**MATERIAL FOR THIS EXERCISE**

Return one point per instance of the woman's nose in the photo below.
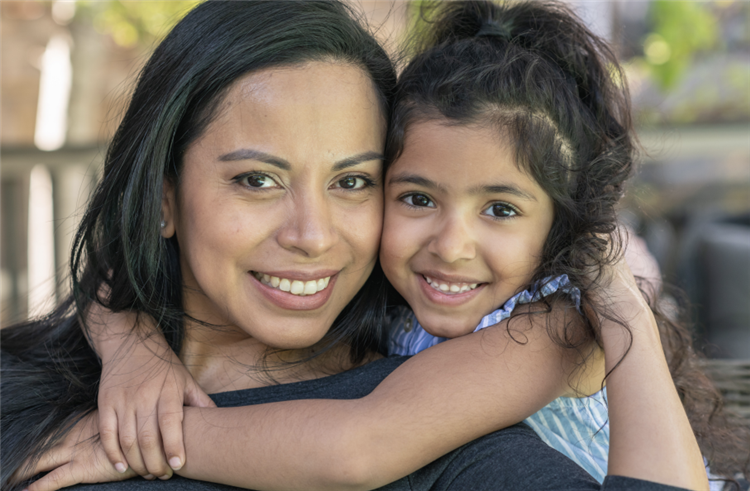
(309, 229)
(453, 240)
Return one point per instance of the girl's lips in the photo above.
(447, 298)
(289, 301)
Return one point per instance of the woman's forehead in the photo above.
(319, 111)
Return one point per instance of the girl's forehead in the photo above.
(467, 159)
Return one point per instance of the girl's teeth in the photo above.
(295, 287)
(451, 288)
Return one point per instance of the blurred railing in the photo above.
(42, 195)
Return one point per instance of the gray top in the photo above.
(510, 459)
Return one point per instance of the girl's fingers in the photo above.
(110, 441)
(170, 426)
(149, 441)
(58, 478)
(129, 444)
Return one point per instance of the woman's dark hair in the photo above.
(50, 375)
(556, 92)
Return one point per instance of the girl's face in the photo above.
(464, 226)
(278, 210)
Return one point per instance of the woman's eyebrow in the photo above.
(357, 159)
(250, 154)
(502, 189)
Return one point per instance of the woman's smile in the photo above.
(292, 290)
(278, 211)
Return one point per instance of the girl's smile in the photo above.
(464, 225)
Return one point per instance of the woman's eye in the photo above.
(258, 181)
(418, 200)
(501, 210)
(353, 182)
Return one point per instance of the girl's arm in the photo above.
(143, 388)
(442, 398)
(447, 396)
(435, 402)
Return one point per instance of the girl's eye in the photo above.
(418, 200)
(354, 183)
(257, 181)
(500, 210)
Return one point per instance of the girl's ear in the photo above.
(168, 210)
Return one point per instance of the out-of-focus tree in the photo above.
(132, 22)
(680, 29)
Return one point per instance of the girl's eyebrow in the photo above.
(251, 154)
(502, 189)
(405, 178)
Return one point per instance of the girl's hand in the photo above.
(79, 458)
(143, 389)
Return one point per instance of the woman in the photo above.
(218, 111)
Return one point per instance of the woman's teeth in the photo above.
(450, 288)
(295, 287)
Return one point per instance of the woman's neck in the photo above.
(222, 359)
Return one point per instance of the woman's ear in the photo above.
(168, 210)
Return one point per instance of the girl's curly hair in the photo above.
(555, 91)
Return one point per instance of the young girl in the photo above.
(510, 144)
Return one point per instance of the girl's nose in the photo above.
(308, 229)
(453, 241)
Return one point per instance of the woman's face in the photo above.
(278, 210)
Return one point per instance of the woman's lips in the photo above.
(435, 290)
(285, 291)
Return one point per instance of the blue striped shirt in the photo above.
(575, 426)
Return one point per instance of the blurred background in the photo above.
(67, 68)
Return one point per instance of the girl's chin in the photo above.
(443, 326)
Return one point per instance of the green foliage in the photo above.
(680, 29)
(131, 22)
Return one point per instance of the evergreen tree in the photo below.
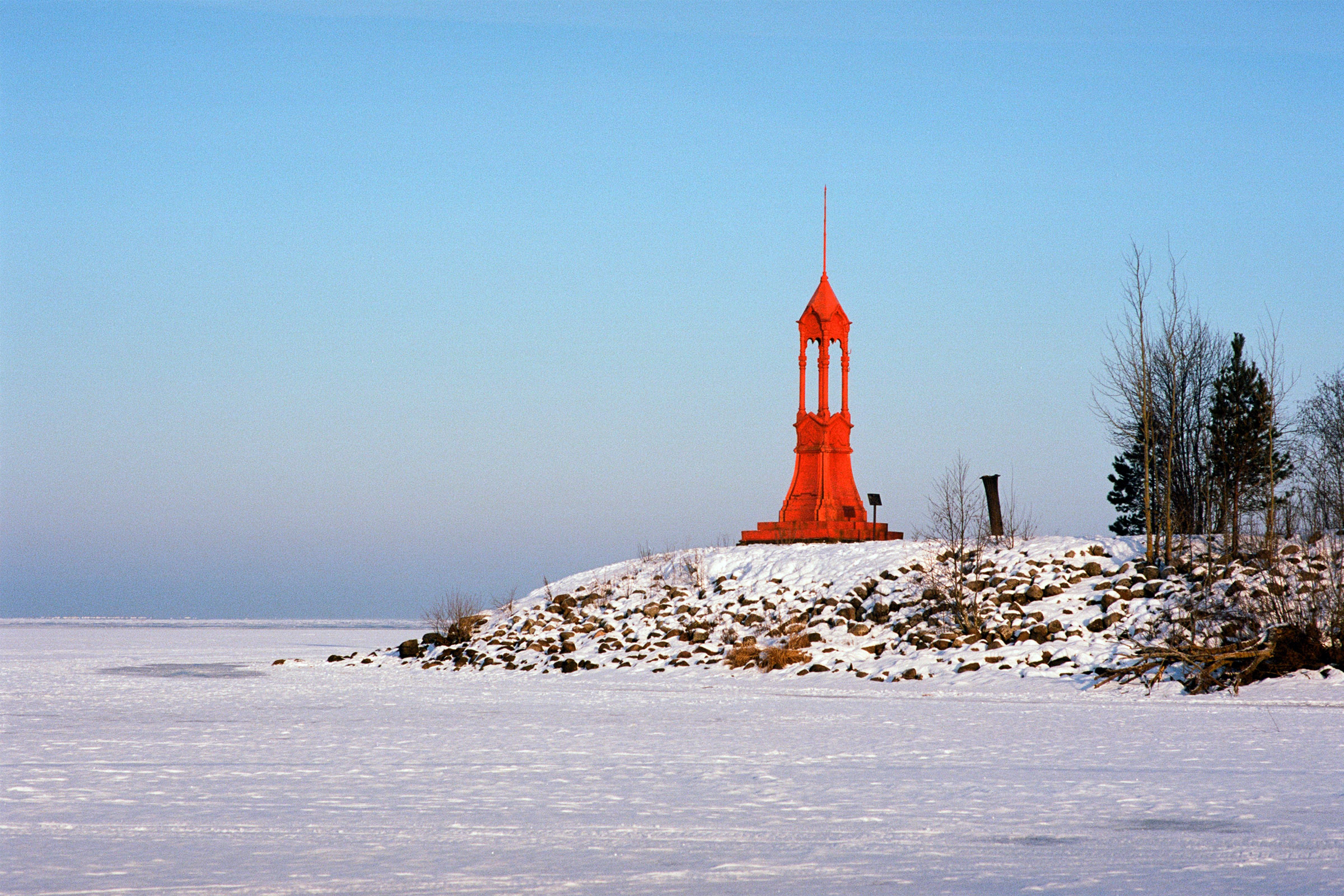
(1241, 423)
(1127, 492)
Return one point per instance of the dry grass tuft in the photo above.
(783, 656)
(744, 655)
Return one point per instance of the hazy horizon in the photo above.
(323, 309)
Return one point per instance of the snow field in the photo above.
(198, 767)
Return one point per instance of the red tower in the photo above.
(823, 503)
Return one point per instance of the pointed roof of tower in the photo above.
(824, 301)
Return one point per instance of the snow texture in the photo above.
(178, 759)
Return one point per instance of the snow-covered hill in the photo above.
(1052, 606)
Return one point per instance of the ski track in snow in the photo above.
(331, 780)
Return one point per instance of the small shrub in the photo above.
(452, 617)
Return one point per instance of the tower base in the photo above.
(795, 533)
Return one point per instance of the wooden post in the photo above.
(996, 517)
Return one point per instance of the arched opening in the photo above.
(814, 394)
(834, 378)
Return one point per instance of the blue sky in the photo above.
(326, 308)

...

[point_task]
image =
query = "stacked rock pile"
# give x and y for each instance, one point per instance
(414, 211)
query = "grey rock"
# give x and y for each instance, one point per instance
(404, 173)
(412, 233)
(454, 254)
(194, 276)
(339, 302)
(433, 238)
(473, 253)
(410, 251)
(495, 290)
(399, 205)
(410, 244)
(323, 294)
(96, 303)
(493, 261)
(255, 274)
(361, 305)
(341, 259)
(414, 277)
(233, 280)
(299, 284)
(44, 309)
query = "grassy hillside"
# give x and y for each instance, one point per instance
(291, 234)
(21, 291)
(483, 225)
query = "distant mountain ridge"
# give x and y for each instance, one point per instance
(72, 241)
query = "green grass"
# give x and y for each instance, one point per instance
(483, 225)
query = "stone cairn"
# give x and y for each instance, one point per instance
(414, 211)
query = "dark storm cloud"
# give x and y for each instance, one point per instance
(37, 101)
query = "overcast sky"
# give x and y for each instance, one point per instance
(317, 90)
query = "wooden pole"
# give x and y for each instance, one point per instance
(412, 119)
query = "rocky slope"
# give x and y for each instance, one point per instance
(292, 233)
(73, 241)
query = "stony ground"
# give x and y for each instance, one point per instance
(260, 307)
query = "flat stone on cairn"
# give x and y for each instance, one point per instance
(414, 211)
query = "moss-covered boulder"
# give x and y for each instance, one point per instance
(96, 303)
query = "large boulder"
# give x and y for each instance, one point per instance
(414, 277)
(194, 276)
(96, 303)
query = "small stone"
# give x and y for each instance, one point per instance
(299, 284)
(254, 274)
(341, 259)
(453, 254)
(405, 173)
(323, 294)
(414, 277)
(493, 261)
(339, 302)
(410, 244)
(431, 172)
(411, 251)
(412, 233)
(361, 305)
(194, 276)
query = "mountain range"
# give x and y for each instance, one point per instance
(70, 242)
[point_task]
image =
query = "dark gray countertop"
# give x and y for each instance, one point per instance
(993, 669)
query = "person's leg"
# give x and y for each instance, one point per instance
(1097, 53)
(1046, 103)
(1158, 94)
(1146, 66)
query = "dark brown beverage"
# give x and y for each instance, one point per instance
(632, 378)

**DIRECTIONS**
Where a line above includes "mountain", copy that line.

**TASK RESULT**
query = "distant mountain ridge"
query = "mountain range"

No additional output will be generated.